> [What is expected]:
Each line below must be reproduced exactly.

•••

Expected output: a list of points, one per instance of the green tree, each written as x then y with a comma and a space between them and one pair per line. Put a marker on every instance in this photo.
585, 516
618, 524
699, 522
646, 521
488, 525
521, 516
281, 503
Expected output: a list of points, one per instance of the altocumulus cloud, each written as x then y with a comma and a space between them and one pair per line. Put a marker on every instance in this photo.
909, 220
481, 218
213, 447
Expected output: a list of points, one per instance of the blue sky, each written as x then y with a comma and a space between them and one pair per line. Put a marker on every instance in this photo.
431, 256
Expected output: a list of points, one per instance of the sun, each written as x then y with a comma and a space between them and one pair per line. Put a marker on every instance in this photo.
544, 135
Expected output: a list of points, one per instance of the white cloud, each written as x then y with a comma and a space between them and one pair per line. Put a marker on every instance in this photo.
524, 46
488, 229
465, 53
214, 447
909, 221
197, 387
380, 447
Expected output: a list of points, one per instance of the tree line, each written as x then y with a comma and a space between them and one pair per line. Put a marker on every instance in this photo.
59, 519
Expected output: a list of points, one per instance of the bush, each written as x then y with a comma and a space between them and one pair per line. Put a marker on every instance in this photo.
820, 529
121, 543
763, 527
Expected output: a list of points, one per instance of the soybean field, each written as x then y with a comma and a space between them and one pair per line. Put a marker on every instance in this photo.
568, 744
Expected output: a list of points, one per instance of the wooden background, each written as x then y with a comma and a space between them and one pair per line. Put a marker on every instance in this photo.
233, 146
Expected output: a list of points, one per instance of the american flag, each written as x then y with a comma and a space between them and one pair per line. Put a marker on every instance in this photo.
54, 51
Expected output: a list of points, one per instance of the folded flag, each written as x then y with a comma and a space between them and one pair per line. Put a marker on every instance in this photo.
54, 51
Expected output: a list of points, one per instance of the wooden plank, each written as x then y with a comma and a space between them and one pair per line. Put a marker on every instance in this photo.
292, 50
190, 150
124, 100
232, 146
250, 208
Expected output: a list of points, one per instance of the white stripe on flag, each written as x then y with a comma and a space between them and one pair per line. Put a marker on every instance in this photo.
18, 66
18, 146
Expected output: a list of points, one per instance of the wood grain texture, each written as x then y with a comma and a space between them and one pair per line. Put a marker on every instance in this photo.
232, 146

•••

> [Result below]:
Expected output: a list of points, one per instance of the green tree, each written as x then y with a comma and a space between them and one pair per line. Put a marker on every instance in this photo.
585, 516
618, 524
699, 522
646, 521
488, 525
521, 516
281, 503
Expected output: a list of points, one per instance of the altocumulus cloud, each written as x then y with a comma and a space between them and one pair per line. Put a marker on every instance in this photo.
909, 220
481, 218
213, 447
Expected output: a list of points, one per instance of the blue sky, each written as x then y with a comma and a space between them and one pair per line. Put a marker on every instance in this photo.
431, 256
Expected output: a list of points, one per instance of the sun, each written as x then y with a comma and a space between them and one pair per line. Put a marker on every instance in this photo.
544, 135
Expected output: a list of points, one per instance of the white cloud, each written as x then y with a comma and a space between them and one pair per line. Put a marker on every instance in this photo.
524, 46
488, 229
465, 53
214, 447
909, 221
197, 387
380, 447
Expected output: a list of points, one per instance of the tree line, each written as x then y with a comma and a space between them and one pair per line. Put a marker on every instance in this photo.
59, 519
Expected output: a list of points, one per instance of the bush, each written as x then y with a comma and a space between them and one pair per line. Put a marker on every instance in this photo.
820, 529
121, 543
763, 527
Expected output: a list of points, one per instance of the soybean field, each written as x then y with a comma and a space between them and one pair per line. Put a marker on every instance in this photo.
568, 744
Expected output: a list of points, one per instance of the wooden background, each written as x then y with a comma and a space between them and one pair per line. Put a marker on every instance in this photo.
233, 146
Expected output: a list of points, one per instance of the american flag, each written as x then y with a comma and a space between them and one pair per line. Put a marker on every instance in this photo.
54, 51
Expected output: a list of points, one per instance of the folded flag, each written as x then y with a comma and a space between them and one pair per line. Put a marker on every instance in this photo.
54, 51
Expected output: a list of points, one per instance of the wooden plank, each written as x then y with a comma and a space between them and one pair per line. Put a marker on every instance in this photo.
292, 50
190, 150
124, 100
232, 146
250, 208
Expected output: a list of points, one per instance of the white stripe on flag, each written as x then y with a comma and a space between them and one pair per line. Put a marker on every instance in this photo.
18, 66
18, 146
Expected output: a list of points, one per instance of the wood grain texture, each written as x then y with a comma and a space between them and one pair per line. Put a marker on every instance in this photo.
232, 146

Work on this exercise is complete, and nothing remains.